Exercise directions
Output the lines of the data below unchanged, covering only the stretch from the line containing "Return the outline of every instance of the black speaker" through the line containing "M 577 381 L", both ends included.

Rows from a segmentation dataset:
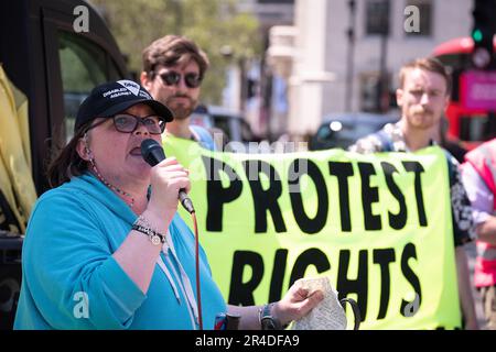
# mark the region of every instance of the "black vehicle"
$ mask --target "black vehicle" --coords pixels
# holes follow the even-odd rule
[[[80,15],[88,19],[83,31],[77,25]],[[50,151],[72,136],[79,102],[95,86],[129,75],[115,38],[85,1],[0,1],[0,26],[1,66],[29,101],[31,176],[39,196],[47,189],[44,167]],[[9,232],[2,215],[11,209],[1,200],[0,329],[11,329],[21,282],[22,235]]]
[[[309,150],[347,148],[358,139],[379,131],[399,117],[366,112],[331,113],[324,117],[316,133],[309,140]]]

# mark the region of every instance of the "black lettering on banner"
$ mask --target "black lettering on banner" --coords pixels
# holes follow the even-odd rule
[[[337,189],[339,194],[341,231],[352,231],[352,219],[349,213],[349,187],[348,177],[353,176],[353,164],[344,162],[328,162],[328,173],[337,177]]]
[[[416,298],[413,301],[401,300],[400,312],[403,317],[412,317],[419,311],[420,305],[422,302],[422,290],[420,288],[420,280],[416,273],[408,266],[408,261],[410,258],[417,260],[417,250],[413,243],[408,243],[405,246],[403,253],[401,254],[401,272],[405,278],[410,283],[416,293]],[[409,309],[408,307],[412,307]]]
[[[393,249],[374,250],[374,264],[380,266],[380,306],[377,320],[386,318],[389,306],[389,293],[391,289],[391,276],[389,264],[396,261]]]
[[[251,267],[251,278],[242,282],[245,267]],[[229,287],[229,305],[254,306],[254,290],[263,277],[263,258],[260,254],[250,251],[236,251],[233,257],[233,271]]]
[[[306,268],[313,265],[317,273],[326,272],[331,268],[327,255],[319,249],[308,249],[301,253],[294,262],[290,276],[290,286],[299,278],[305,276]]]
[[[365,320],[367,316],[367,295],[368,295],[368,254],[367,250],[358,252],[358,274],[356,279],[348,278],[349,267],[349,250],[339,251],[339,264],[337,266],[337,285],[336,289],[339,293],[339,299],[345,298],[348,294],[355,293],[357,295],[358,309],[360,310],[362,319]]]
[[[362,207],[364,209],[365,230],[381,230],[380,216],[371,212],[371,204],[379,201],[379,188],[370,187],[370,175],[376,175],[371,163],[358,163],[362,178]]]
[[[222,161],[202,155],[203,164],[207,173],[207,231],[223,231],[224,205],[241,195],[242,183],[236,172]],[[224,188],[220,182],[220,172],[224,172],[230,184]]]
[[[388,211],[389,226],[395,230],[401,230],[407,223],[408,210],[407,204],[405,202],[405,196],[392,178],[392,174],[398,173],[398,169],[395,167],[395,165],[386,162],[380,163],[380,166],[382,166],[384,175],[386,177],[386,185],[388,186],[391,195],[396,198],[396,200],[398,200],[399,205],[398,213]]]
[[[242,163],[245,173],[248,177],[255,206],[255,232],[267,232],[267,212],[270,212],[276,228],[276,232],[285,232],[284,220],[282,219],[281,208],[278,199],[282,193],[280,177],[272,165],[262,161],[246,161]],[[257,170],[254,174],[254,170]],[[260,173],[263,172],[270,186],[263,189],[260,180]],[[271,177],[271,176],[274,177]]]
[[[308,174],[309,177],[315,184],[315,188],[317,190],[317,211],[313,219],[306,216],[305,209],[303,207],[303,195],[300,190],[300,182],[303,173],[300,174],[298,179],[295,180],[296,189],[300,191],[291,191],[291,207],[293,209],[294,219],[296,220],[298,226],[301,231],[305,233],[317,233],[320,232],[327,221],[327,210],[328,210],[328,195],[327,187],[325,185],[324,176],[321,170],[316,166],[316,164],[312,161],[300,161],[295,160],[291,163],[290,169],[294,169],[294,163],[306,163],[306,170],[304,174]]]
[[[273,260],[272,277],[270,279],[269,301],[281,299],[287,262],[288,250],[277,250]]]
[[[416,200],[417,200],[417,212],[419,215],[419,223],[421,227],[427,227],[428,221],[425,217],[425,207],[423,205],[422,196],[422,180],[421,173],[425,172],[422,164],[419,162],[402,162],[405,169],[409,173],[416,174],[414,188],[416,188]]]

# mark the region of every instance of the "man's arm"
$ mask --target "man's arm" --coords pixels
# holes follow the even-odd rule
[[[477,238],[490,245],[496,245],[496,217],[489,216],[486,221],[476,228]]]
[[[468,274],[467,258],[463,245],[455,248],[456,276],[459,283],[460,302],[466,330],[478,330],[477,316],[475,314],[472,285]]]

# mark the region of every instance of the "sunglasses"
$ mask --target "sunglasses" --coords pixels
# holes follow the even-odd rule
[[[103,124],[106,121],[107,119],[90,125],[86,130],[86,132],[96,128],[97,125]],[[122,133],[132,133],[138,129],[140,124],[144,125],[150,134],[162,134],[165,130],[165,121],[154,114],[139,118],[129,113],[118,113],[112,117],[112,121],[116,130]]]
[[[183,75],[174,70],[160,74],[159,76],[166,86],[177,86],[181,78],[183,77]],[[202,84],[202,77],[200,77],[198,74],[185,74],[184,82],[186,84],[187,88],[198,88]]]

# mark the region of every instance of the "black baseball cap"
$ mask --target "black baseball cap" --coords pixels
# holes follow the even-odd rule
[[[103,84],[91,90],[79,106],[74,131],[88,121],[96,118],[110,118],[137,103],[148,105],[165,122],[172,121],[174,117],[168,107],[154,100],[139,84],[121,79]]]

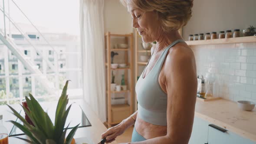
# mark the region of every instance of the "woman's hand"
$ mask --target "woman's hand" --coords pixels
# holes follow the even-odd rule
[[[115,138],[122,134],[126,129],[126,126],[122,122],[112,128],[110,128],[102,134],[102,139],[106,137],[106,143],[109,143],[115,140]]]

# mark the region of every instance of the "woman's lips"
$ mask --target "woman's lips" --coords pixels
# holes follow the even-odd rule
[[[141,32],[139,32],[139,35],[141,35],[141,34],[143,33],[144,31],[141,31]]]

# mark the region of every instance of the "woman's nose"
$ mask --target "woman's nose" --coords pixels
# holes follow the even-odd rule
[[[139,27],[139,24],[135,19],[132,19],[131,26],[134,28],[137,28]]]

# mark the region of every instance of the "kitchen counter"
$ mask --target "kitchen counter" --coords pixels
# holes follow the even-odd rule
[[[197,100],[195,116],[256,141],[256,107],[246,111],[240,110],[235,101]]]

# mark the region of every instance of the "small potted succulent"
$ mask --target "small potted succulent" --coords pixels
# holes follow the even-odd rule
[[[115,83],[115,75],[114,75],[114,73],[113,71],[112,71],[112,73],[111,73],[112,76],[111,76],[111,84],[110,85],[110,88],[111,91],[115,91],[115,85],[116,85],[116,84]]]
[[[30,140],[16,137],[26,141],[30,144],[75,144],[75,142],[73,138],[75,133],[80,124],[74,127],[65,138],[67,127],[64,128],[66,119],[71,107],[71,105],[66,109],[69,102],[67,95],[67,88],[68,81],[64,87],[61,95],[59,99],[55,115],[54,124],[50,119],[47,112],[44,111],[39,103],[33,95],[29,95],[30,98],[26,97],[27,109],[21,105],[25,113],[27,115],[33,125],[30,125],[17,111],[12,107],[8,106],[13,112],[13,115],[23,124],[22,125],[16,121],[10,122],[23,131]]]
[[[256,34],[256,28],[250,26],[250,27],[243,30],[243,34],[244,36],[255,36]]]
[[[111,52],[111,68],[112,69],[116,69],[118,67],[118,64],[117,63],[113,63],[114,61],[114,57],[115,55],[118,55],[118,53],[115,52]]]

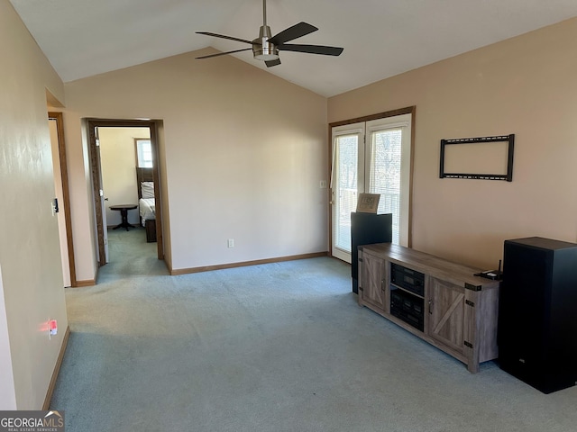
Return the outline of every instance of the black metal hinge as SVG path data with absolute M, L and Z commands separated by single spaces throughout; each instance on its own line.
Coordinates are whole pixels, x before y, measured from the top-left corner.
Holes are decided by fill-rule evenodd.
M 465 283 L 465 289 L 471 291 L 481 291 L 481 285 L 473 285 L 472 284 Z

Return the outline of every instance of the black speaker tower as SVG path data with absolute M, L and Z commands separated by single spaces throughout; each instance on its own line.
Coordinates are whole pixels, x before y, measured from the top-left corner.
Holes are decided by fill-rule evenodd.
M 577 381 L 577 244 L 505 240 L 499 308 L 501 369 L 544 393 Z

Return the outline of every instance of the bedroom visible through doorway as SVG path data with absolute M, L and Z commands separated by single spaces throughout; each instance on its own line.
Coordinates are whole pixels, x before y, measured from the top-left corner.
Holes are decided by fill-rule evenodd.
M 130 240 L 123 244 L 123 248 L 126 248 L 140 238 L 146 246 L 135 248 L 151 254 L 154 258 L 163 259 L 155 123 L 88 120 L 87 126 L 99 266 L 130 255 L 122 252 L 114 256 L 114 251 L 119 248 L 114 248 L 113 242 Z M 139 167 L 140 140 L 150 143 L 146 158 L 151 161 L 151 167 Z M 151 202 L 151 212 L 149 209 L 145 214 L 141 212 L 143 186 L 146 186 L 144 194 Z M 151 233 L 154 235 L 152 238 L 149 238 Z

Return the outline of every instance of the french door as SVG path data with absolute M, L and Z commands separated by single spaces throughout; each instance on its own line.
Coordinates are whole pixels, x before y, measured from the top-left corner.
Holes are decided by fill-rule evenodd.
M 392 241 L 408 246 L 412 113 L 332 128 L 333 256 L 351 262 L 351 212 L 359 194 L 379 194 L 392 213 Z

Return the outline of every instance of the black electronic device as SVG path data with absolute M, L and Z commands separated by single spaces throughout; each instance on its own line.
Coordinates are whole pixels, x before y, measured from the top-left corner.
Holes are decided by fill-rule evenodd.
M 416 270 L 391 263 L 390 283 L 417 295 L 425 295 L 425 274 Z
M 491 279 L 493 281 L 500 281 L 503 278 L 503 272 L 501 272 L 501 260 L 499 260 L 499 268 L 497 270 L 487 270 L 485 272 L 475 273 L 473 275 L 484 277 L 485 279 Z
M 390 243 L 392 240 L 392 213 L 351 213 L 351 273 L 353 292 L 359 293 L 359 246 Z
M 390 314 L 425 331 L 424 300 L 401 289 L 391 287 Z
M 577 382 L 577 244 L 506 240 L 499 305 L 499 364 L 550 393 Z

Solution to this problem
Return the outline of every instance of the black speaker tower as SVG path data with absolute M, L and Z commands separated by single spaces throughout; each instance on its own line.
Coordinates are whole pixels, x before y, measured from the top-left corner.
Holes are decided by fill-rule evenodd.
M 577 381 L 577 244 L 505 240 L 499 308 L 501 369 L 544 393 Z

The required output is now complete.